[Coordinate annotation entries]
---+---

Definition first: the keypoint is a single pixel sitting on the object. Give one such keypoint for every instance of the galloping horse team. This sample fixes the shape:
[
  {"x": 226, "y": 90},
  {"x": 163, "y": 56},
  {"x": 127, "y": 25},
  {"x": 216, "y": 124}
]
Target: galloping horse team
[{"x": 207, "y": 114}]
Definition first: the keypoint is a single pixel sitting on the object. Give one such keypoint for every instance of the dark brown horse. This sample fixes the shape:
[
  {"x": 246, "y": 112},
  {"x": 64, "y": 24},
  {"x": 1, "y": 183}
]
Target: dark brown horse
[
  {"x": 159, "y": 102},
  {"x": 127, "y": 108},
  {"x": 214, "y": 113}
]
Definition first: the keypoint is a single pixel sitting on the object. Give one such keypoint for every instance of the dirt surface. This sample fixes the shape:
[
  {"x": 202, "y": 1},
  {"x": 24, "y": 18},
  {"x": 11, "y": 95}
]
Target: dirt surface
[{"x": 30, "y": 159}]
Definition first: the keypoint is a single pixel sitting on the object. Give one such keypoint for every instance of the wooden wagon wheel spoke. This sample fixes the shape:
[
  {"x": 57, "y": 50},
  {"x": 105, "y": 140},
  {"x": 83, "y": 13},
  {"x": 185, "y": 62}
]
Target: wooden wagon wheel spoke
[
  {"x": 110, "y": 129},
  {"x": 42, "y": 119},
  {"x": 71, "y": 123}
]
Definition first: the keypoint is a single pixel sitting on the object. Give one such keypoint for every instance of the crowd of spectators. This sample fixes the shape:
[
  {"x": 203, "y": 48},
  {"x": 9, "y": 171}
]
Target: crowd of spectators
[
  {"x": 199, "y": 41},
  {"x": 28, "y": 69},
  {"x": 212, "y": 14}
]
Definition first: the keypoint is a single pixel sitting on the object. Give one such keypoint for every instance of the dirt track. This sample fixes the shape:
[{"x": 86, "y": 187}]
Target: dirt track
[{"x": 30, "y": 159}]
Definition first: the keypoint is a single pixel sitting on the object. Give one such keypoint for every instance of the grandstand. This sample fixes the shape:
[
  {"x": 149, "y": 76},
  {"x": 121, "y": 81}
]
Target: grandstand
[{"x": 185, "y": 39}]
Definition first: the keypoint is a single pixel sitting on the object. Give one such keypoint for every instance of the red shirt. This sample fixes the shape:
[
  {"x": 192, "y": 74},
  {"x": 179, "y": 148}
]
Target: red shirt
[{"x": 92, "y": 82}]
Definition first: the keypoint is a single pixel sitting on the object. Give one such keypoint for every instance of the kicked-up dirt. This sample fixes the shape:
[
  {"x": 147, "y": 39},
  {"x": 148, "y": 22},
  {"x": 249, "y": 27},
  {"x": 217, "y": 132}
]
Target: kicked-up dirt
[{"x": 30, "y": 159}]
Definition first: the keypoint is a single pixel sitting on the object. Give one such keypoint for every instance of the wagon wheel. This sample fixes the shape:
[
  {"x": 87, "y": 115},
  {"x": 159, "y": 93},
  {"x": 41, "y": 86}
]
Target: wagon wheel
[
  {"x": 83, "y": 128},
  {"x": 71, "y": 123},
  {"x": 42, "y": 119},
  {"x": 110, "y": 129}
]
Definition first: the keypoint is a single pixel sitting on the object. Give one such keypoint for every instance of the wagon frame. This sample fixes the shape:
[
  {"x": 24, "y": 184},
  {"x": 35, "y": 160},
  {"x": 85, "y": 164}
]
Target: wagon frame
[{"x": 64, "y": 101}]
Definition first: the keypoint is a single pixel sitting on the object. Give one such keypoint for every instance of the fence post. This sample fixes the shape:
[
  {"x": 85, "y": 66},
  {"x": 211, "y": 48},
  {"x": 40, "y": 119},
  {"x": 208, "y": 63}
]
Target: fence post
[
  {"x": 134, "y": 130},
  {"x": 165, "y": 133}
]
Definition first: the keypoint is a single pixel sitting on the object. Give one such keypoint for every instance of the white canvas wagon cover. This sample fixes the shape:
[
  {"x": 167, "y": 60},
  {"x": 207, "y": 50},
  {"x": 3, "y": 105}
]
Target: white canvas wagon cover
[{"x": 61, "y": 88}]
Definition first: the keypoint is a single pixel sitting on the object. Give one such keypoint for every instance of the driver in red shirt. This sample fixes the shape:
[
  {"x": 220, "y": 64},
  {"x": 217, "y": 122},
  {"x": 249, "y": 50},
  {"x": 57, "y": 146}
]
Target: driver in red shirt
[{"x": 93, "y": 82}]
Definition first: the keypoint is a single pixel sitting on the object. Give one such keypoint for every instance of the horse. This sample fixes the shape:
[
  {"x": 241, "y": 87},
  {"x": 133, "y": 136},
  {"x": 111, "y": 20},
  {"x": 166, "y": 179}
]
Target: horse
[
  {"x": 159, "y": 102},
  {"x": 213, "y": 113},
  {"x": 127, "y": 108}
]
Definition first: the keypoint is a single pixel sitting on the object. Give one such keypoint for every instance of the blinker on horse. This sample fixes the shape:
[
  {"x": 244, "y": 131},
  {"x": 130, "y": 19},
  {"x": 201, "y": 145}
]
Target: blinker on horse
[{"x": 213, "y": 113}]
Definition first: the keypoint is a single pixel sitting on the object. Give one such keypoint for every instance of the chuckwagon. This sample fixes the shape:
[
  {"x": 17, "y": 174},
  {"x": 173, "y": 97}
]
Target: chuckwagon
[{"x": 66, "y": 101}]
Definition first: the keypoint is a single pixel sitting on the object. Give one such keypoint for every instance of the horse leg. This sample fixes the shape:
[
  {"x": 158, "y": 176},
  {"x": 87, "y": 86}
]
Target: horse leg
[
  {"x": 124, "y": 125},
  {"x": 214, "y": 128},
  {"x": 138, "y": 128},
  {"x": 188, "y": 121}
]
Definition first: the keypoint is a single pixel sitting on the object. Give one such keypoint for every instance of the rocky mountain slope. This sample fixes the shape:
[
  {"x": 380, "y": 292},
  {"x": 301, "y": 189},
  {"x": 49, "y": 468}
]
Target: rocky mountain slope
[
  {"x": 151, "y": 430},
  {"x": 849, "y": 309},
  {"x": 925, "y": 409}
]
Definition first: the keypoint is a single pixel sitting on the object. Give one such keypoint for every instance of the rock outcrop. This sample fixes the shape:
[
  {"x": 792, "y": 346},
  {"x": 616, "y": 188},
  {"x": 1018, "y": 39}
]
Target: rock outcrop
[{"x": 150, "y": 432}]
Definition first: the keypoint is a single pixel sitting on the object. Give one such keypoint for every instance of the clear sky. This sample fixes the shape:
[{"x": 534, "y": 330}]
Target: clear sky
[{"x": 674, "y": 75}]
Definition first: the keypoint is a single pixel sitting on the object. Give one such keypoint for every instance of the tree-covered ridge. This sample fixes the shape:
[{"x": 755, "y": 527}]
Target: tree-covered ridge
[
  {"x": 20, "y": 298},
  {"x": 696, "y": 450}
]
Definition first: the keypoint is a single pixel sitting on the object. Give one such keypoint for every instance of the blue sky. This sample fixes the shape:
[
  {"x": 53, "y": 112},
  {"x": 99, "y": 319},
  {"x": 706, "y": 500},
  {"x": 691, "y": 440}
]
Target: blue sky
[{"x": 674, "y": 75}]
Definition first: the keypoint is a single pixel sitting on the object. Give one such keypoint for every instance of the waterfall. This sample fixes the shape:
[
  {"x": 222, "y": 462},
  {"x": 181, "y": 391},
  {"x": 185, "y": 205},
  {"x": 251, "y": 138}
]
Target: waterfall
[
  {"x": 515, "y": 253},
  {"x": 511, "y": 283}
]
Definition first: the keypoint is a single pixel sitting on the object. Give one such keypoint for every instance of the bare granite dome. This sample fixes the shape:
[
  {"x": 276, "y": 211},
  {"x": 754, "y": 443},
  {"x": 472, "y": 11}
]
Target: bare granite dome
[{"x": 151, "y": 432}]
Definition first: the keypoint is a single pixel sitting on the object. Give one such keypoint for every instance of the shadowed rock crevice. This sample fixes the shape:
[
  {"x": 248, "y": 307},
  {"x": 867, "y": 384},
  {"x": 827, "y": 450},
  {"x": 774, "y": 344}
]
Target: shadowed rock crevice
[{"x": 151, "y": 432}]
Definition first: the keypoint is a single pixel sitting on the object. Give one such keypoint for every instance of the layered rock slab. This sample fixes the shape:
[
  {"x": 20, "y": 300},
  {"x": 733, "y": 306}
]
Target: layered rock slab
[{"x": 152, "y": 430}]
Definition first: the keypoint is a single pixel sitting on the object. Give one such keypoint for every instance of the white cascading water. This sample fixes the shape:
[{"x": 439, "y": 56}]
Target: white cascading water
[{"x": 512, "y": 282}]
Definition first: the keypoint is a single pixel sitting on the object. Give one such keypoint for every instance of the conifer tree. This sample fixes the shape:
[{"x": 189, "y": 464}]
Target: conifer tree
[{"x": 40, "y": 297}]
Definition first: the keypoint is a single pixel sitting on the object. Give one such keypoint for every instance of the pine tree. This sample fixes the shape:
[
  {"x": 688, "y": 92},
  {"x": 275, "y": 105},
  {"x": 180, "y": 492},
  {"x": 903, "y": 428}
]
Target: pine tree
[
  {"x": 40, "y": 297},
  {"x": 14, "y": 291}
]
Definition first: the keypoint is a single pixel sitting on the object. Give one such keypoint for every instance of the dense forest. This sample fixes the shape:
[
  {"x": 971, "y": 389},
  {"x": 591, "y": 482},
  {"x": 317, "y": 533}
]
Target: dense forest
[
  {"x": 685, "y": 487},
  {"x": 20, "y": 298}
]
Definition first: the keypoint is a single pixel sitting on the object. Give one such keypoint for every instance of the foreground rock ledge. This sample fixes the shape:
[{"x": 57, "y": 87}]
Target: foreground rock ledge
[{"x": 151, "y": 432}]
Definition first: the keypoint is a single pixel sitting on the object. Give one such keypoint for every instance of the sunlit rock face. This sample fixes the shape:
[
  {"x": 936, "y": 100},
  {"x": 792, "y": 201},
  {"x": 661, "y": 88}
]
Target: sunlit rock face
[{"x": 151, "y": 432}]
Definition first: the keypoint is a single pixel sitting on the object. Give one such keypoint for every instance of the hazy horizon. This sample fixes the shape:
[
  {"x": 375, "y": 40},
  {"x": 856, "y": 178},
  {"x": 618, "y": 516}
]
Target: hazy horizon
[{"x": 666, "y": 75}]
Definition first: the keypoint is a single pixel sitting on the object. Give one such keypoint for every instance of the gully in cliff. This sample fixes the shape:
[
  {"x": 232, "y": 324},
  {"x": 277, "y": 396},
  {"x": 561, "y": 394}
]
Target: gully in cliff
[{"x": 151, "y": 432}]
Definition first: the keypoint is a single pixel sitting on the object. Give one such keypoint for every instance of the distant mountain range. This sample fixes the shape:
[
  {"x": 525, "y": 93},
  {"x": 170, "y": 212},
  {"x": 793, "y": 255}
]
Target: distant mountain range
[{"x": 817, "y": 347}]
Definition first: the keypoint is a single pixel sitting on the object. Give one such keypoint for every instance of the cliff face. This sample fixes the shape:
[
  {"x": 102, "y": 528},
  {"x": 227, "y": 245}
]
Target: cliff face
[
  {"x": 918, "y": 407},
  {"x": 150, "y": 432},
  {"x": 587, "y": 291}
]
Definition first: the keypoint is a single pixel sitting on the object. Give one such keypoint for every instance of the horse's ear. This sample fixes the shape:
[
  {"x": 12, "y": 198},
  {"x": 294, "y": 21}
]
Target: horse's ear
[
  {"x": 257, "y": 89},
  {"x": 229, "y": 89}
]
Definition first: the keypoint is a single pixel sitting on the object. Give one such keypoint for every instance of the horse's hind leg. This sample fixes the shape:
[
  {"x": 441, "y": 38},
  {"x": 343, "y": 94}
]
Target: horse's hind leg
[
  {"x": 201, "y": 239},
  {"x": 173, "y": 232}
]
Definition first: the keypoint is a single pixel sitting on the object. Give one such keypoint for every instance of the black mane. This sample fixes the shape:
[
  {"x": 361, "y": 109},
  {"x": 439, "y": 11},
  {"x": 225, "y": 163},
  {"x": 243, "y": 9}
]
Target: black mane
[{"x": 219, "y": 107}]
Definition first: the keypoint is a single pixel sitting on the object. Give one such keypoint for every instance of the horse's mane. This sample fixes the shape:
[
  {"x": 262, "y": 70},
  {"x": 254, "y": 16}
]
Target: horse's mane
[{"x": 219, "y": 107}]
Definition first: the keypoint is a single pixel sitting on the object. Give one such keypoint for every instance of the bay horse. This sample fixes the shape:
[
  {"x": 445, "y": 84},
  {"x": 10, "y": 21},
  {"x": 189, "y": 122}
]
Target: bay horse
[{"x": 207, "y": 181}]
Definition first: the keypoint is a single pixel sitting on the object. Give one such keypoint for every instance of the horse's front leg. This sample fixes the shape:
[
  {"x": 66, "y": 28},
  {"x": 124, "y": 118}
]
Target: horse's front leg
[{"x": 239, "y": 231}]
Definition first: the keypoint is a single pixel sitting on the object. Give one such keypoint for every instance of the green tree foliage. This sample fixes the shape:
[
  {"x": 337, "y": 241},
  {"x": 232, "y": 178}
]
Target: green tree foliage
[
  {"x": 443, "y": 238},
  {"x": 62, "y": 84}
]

---+---

• What the exercise asks: Replace "bay horse" with "chestnut horse" in the lines running from the line with "of the black" through the end of the items, and keep everything else unchanged. Return only those lines.

• Output below:
Definition first: the keypoint is a single pixel sitting on the object. Give one such keypoint for every instance of the black mane. This sample fixes the shape:
[
  {"x": 361, "y": 109},
  {"x": 439, "y": 11},
  {"x": 225, "y": 163},
  {"x": 243, "y": 9}
]
Target: black mane
[{"x": 219, "y": 107}]
Definition first: the keypoint is a single pixel sitting on the object. Give one such keypoint for every instance of the horse's mane. This sample fixes the shape:
[
  {"x": 262, "y": 70},
  {"x": 254, "y": 16}
]
Target: horse's mane
[{"x": 219, "y": 107}]
Definition first: the keypoint is a single pixel sitting on the object. Give one such keypoint for every instance of the chestnut horse. This sample fixes the shape:
[
  {"x": 445, "y": 84},
  {"x": 10, "y": 21},
  {"x": 189, "y": 122}
]
Target: chestnut horse
[{"x": 207, "y": 181}]
Definition first: the keypoint is a single pixel sitting on the object. Give one such keypoint for every instance of the horse's front leg. This sample fixes the shape:
[
  {"x": 66, "y": 28},
  {"x": 124, "y": 118}
]
Target: horse's front leg
[{"x": 239, "y": 231}]
Definition first: the keypoint is a single pixel sitting on the object. Give one such keypoint for every instance of the green tree foliage. This sample fixes the shape:
[
  {"x": 337, "y": 241},
  {"x": 232, "y": 178}
]
Target: green tree foliage
[
  {"x": 443, "y": 238},
  {"x": 62, "y": 84}
]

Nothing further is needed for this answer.